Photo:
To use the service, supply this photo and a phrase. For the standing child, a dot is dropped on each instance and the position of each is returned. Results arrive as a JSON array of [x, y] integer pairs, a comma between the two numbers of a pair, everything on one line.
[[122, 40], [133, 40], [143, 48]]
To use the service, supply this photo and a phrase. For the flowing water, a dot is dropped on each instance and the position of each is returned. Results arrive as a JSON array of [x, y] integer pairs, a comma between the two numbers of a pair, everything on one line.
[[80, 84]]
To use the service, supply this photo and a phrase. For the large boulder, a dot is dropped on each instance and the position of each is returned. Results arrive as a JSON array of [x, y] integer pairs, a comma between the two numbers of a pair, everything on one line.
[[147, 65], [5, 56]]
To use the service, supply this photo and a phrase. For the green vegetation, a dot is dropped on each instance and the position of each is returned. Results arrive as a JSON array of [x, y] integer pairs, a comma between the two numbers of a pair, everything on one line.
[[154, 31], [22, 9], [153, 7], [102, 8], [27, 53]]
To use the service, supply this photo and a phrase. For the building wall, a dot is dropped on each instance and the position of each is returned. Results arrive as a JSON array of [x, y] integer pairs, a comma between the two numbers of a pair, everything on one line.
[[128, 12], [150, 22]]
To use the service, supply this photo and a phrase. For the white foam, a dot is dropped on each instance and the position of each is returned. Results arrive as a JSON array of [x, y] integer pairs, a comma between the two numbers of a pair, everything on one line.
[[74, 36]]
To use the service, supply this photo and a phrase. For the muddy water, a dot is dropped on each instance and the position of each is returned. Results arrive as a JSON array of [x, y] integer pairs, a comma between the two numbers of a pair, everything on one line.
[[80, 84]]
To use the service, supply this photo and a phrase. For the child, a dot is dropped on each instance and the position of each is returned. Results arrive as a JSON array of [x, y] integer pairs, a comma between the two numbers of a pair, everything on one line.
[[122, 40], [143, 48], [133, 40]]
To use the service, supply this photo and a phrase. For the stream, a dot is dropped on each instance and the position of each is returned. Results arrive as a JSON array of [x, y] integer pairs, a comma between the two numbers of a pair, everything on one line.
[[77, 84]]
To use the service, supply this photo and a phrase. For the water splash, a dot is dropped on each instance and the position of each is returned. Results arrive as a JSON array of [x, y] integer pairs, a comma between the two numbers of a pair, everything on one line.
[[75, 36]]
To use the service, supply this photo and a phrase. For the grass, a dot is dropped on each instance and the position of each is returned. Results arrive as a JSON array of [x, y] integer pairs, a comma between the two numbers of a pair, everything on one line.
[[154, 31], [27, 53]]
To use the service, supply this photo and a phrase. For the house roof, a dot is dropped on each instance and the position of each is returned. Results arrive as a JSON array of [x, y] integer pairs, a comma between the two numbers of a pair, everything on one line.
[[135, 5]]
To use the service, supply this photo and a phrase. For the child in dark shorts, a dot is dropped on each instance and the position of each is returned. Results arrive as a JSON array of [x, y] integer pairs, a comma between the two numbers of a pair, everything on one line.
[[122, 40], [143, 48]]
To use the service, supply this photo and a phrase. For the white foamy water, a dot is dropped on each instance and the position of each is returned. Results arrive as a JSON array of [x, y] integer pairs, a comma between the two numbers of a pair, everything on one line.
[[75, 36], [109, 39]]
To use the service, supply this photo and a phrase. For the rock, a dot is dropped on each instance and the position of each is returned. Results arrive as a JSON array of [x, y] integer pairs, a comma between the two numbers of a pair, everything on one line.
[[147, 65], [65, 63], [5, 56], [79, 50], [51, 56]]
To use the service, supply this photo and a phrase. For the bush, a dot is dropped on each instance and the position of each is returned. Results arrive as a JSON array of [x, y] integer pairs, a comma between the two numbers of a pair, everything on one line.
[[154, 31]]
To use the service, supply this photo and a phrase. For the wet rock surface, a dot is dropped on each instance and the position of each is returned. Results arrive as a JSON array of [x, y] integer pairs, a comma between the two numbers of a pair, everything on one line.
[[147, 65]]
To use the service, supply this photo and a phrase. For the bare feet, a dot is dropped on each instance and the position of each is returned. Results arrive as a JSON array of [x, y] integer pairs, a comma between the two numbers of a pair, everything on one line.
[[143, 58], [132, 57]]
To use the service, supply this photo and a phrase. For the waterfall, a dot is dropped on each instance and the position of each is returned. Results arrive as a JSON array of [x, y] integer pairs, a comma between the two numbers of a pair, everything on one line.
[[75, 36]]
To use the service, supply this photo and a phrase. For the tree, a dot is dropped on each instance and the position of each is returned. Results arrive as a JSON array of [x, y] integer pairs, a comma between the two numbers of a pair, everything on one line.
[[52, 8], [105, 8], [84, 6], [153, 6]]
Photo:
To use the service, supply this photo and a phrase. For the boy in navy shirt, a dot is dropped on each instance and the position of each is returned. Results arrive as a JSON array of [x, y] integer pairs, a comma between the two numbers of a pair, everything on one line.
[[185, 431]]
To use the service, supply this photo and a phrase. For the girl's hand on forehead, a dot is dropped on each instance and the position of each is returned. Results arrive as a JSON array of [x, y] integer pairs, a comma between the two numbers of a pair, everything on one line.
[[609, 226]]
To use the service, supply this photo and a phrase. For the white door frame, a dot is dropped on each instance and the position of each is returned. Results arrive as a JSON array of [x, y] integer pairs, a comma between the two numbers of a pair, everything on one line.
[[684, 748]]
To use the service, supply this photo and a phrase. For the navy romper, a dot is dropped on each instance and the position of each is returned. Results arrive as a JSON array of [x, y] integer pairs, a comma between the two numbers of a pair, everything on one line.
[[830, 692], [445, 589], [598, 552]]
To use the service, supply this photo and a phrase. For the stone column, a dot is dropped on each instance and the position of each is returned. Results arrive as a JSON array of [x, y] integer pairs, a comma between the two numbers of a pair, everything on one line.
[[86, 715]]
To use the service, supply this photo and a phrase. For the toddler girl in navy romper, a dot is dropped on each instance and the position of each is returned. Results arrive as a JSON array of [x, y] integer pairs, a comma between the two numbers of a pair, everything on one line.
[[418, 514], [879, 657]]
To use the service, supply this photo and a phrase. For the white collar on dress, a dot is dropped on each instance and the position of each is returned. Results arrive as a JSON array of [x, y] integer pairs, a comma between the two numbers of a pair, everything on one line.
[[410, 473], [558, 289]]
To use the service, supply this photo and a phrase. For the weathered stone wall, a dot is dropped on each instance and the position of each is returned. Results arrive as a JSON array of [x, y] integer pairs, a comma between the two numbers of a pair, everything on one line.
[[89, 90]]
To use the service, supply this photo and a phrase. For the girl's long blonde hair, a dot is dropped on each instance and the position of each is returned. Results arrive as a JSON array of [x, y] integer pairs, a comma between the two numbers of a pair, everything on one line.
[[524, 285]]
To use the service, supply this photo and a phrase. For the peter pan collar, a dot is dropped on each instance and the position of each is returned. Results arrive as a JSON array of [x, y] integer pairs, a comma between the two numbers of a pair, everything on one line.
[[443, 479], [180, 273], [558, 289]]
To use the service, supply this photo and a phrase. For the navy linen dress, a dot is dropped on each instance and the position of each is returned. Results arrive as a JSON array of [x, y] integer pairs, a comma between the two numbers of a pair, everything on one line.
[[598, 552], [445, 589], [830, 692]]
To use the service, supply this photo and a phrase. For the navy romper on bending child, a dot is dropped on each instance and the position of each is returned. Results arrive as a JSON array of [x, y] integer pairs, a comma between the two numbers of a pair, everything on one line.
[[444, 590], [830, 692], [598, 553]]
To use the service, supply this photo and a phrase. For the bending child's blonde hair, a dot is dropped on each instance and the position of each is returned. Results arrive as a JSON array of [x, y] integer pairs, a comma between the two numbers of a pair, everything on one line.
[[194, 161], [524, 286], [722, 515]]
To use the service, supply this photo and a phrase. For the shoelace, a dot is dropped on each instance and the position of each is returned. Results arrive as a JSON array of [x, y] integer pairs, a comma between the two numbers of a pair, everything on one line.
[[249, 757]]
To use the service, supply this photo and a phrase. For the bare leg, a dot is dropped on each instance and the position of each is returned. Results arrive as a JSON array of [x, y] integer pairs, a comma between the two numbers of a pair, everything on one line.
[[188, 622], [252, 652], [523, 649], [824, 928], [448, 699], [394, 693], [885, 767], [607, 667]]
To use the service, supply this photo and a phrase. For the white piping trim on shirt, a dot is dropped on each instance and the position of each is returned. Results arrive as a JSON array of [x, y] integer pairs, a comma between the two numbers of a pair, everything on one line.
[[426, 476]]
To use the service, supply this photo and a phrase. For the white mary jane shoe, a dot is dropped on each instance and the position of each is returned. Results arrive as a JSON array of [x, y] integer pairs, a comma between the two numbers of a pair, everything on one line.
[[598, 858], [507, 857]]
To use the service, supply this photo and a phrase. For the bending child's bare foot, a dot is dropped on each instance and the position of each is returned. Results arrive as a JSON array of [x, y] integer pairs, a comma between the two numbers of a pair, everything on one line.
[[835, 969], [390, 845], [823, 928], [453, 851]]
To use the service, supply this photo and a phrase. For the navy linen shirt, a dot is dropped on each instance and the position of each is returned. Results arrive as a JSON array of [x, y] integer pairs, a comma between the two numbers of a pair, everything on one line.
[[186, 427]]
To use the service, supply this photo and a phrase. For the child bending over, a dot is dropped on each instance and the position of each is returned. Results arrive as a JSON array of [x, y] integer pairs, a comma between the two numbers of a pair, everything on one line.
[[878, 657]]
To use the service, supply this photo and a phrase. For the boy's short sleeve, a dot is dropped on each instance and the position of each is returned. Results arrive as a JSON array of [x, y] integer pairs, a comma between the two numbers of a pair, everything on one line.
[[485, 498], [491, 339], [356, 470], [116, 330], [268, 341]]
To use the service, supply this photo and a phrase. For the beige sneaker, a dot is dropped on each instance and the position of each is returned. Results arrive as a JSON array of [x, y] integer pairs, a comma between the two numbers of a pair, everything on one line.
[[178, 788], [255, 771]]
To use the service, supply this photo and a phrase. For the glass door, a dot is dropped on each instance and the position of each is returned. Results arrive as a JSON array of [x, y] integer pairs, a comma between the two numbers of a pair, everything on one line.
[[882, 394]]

● Task prompt
Where the line containing "bending child's bare" appears in the data above, begin there and reproduce every line to the end exactly; include nothing else.

● Solution to the exercise
To use the service, supply this photo and a phrase. For the bending child's bare foot, a dot is dropped on each instance and the position of each is returned. Results arrive as a JSON array of [x, y] integer pairs, a comma between the two numbers of a pair, everything on one line.
[[835, 969], [390, 845], [823, 928], [453, 851]]
To use the service, supply this photo and a phrase. For the navy linen shirt, a dot is dropped on each instance and the position of each is returned. Results arrive as a JSON array of [x, y] integer pairs, a comma between the two numbers of a pair, everything on one line.
[[186, 427]]
To use the service, supply this photo and a phrase. For the child bending over, a dot is dropped on each instance and the position of each is returned. Results arrive as a JSON array of [x, y] integer pairs, a comma between the two numbers of a pair, everything on one line.
[[878, 657]]
To use the service, supply this photo and a phrase. For the boy's short sleeve, a dot is dropped on each instance and the position of each is returned. Results arrive as a JSON array of [x, y] integer pairs, a comma between the two numbers of a pair, everything on one line.
[[485, 498], [491, 339], [356, 470], [116, 330], [268, 341]]
To use the service, supply this photo and a phrase. For the beige sneaker, a dot is dropped on each instance and the position of each is returned. Results arrive as a JSON array of [x, y] integer pairs, a comma between the two numbers of a pair, everything on one line.
[[178, 788], [255, 771]]
To use the service, supply this photo and a phrase. For the glass door, a dot is dropped on each instance and the position of each is returned. Results arrive as a JSON array of [x, y] integer pairs, a comma between the two numbers of a pair, everything on one line.
[[882, 394]]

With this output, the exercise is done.